**The exercise**
Rewrite the listing below with every "whole-number" changed to "integer" and all other text left as is.
# Start of Data to process
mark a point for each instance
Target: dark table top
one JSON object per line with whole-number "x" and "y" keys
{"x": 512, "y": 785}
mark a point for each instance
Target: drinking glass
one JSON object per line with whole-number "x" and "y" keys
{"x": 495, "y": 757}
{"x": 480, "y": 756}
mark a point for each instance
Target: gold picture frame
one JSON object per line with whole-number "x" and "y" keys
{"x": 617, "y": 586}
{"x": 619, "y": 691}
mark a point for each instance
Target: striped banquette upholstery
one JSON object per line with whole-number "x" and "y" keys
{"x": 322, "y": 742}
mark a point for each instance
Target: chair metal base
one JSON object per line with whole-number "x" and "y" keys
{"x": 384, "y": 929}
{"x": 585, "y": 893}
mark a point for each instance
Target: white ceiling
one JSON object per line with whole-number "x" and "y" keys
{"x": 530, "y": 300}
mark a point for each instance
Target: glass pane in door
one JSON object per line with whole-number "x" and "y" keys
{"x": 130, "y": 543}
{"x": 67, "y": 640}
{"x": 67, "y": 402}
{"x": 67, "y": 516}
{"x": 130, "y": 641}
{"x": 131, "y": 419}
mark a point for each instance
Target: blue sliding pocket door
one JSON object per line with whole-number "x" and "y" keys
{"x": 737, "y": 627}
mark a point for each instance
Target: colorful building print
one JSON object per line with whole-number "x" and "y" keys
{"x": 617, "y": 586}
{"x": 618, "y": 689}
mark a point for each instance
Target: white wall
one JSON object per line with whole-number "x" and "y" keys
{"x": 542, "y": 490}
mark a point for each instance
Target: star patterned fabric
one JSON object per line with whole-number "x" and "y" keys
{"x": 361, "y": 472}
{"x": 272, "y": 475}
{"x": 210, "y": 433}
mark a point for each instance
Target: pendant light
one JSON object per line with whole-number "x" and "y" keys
# End of Data to process
**In response**
mark a point for each instance
Target: dark table top
one JSON object per line with integer "x" and "y" keys
{"x": 512, "y": 785}
mark a point for each instance
Target: drinking glass
one JSON object per line with integer "x" and "y" keys
{"x": 495, "y": 757}
{"x": 480, "y": 756}
mark a point for each instance
Target: gold picture frame
one JSON object per line with integer "x" and "y" keys
{"x": 617, "y": 586}
{"x": 619, "y": 691}
mark a point for each instance
Target: striped banquette upholstery
one JSON object per line with integer "x" and "y" keys
{"x": 322, "y": 742}
mark a point for each instance
Target: chair metal base
one JSON object per line with integer "x" and "y" keys
{"x": 384, "y": 929}
{"x": 585, "y": 893}
mark a point for each instance
Target: white ceiling
one JSON object per line with integer "x" and "y" keys
{"x": 530, "y": 300}
mark a point for each instance
Target: glass pane in door
one JSON object per line with integer "x" and "y" keys
{"x": 130, "y": 543}
{"x": 67, "y": 640}
{"x": 67, "y": 402}
{"x": 67, "y": 516}
{"x": 130, "y": 641}
{"x": 131, "y": 419}
mark a point for each instance
Target: blue sliding pocket door
one JSON object per line with integer "x" and "y" keys
{"x": 737, "y": 627}
mark a point for each instance
Target: colorful building print
one JSON object per line with integer "x" and "y" keys
{"x": 617, "y": 586}
{"x": 618, "y": 689}
mark a point for each instance
Target: white wall
one JSON object per line with integer "x" and "y" keys
{"x": 542, "y": 490}
mark a point for each instance
Target: star patterned fabric
one JSON object per line with integer "x" and "y" keys
{"x": 361, "y": 472}
{"x": 272, "y": 475}
{"x": 210, "y": 433}
mark a point for each instance
Target: pendant light
one JSON object per line with integer "x" and "y" keys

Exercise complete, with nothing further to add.